__PROVIDED PASSAGE__:
=-=-=
But before proceeding with the decoder implementation, the encoder implementation is studied to facilitate correct decoding strategy.
An image is split in groups of blocks (GOB), which correspond to 16-lines-height parts of the
image, split as shown in fig1.
Fig1. Image (left) decomposed into GOBs [3] (right)
Each GOB is split into macroblocks (fig2), which represent a 16x16 image.
Fig2. Structure of each GOB [3]
Each macroblock contains information of a 16x16 image, in YCbCr [5] format, type 4:2:0 (fig4)
Fig3.Image decomposed into YCbCr [5]
The 16x16 image is finally stored in the memory as 6 blocks of 8x8 pixels:
• 4 Y blocks (y0, y1, y2, y3) to form the 16x16 pixels Y image of the luma component
(corresponding to a greyscale version of the original 16x16 RGB image).
• 2 blocks of down-sampled chroma components (computed from the original 16x16 RGB
image):
Cb: blue-difference component (8x8 values)
Cr: red-difference component (8x8 values)
Fig4.Macroblock. [5]
· Layer of blocks
As shown in fig 4 a macroblock corresponds to four luminance ("luma") blocks and two
color ("chroma") blocks.
Step 1: Each 8x8 block of the current macroblock is transformed by DCT [19].
Step 2: Each element of the transformed 8x8 block is quantized.
Step 3: The block 8x8 is then zigzag reordered.
Step 4: The block 8x8 is then encoded using UVLC (universal variable length coding). The complete process is represented in fig6.
Fig6. Modified JPEG [3]
This is followed by specific block entropy-coding.
7.2.3 P264 codec overview [3]
P264 [3] is a simplified H.264 baseline profile [15]. It uses I and P frame types but not the B frame type as shown in the fig 7 which is similar to H.264. Its motion compensation precision is 1 pixel as opposed to H.264’s motion compensation precision (1/4 pixel). The entropy coding used in P264 is RLE coupled with UVLC, where as in H.264 it is CAVLC.
Fig 7. P264 Vs H.264 [3]
I Frame
An I frame is a complete frame. No reference to any previous frame is needed to decode it. Like
H.264, P264 makes a spatial prediction for each macroblock based on the neighboring pixels.
Several modes are available for I macroblock:
• intra 16x16 - a prediction is made over the 16x16 macroblock.
=-=-=
__RECORDS SUPPLIED__:

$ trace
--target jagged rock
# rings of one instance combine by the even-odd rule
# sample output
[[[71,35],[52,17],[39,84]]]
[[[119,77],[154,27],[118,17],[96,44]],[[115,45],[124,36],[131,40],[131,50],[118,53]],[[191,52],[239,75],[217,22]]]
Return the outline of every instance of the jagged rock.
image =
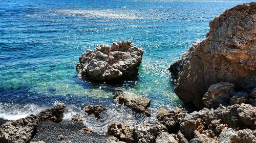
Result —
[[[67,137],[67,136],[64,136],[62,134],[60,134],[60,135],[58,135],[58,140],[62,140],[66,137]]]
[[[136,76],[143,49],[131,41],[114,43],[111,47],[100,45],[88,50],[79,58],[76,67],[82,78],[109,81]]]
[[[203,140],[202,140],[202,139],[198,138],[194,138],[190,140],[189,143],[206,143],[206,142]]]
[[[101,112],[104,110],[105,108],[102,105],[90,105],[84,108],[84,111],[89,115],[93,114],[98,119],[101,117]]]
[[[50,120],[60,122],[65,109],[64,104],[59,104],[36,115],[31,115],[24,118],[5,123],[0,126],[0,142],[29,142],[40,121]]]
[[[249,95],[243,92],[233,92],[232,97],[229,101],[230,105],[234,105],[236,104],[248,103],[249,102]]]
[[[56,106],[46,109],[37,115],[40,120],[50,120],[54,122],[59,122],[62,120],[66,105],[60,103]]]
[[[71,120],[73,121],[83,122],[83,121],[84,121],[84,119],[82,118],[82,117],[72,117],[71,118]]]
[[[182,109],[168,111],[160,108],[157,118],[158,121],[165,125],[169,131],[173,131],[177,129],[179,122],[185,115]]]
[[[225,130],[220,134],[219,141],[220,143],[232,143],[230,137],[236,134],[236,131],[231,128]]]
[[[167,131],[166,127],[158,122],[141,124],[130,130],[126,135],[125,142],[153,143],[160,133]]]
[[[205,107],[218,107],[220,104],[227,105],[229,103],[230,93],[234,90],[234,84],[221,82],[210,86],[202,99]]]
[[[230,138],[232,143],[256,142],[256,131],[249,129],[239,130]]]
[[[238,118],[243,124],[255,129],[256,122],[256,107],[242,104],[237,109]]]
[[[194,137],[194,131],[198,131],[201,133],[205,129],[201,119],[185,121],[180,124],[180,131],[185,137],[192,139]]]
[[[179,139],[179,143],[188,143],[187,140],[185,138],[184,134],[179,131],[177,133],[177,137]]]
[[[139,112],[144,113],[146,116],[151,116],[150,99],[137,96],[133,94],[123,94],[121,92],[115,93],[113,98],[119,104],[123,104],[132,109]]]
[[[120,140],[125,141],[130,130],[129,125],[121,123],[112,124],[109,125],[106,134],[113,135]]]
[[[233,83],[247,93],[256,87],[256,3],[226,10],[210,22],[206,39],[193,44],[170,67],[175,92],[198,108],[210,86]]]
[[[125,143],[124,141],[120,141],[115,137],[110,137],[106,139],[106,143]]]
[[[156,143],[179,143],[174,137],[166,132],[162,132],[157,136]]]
=-=-=
Please copy, word for word, the part of the codec passage between "Step 4: The" and "specific block entropy-coding.", inclusive.

Step 4: The block 8x8 is then encoded using UVLC (universal variable length coding). The complete process is represented in fig6.
Fig6. Modified JPEG [3]
This is followed by specific block entropy-coding.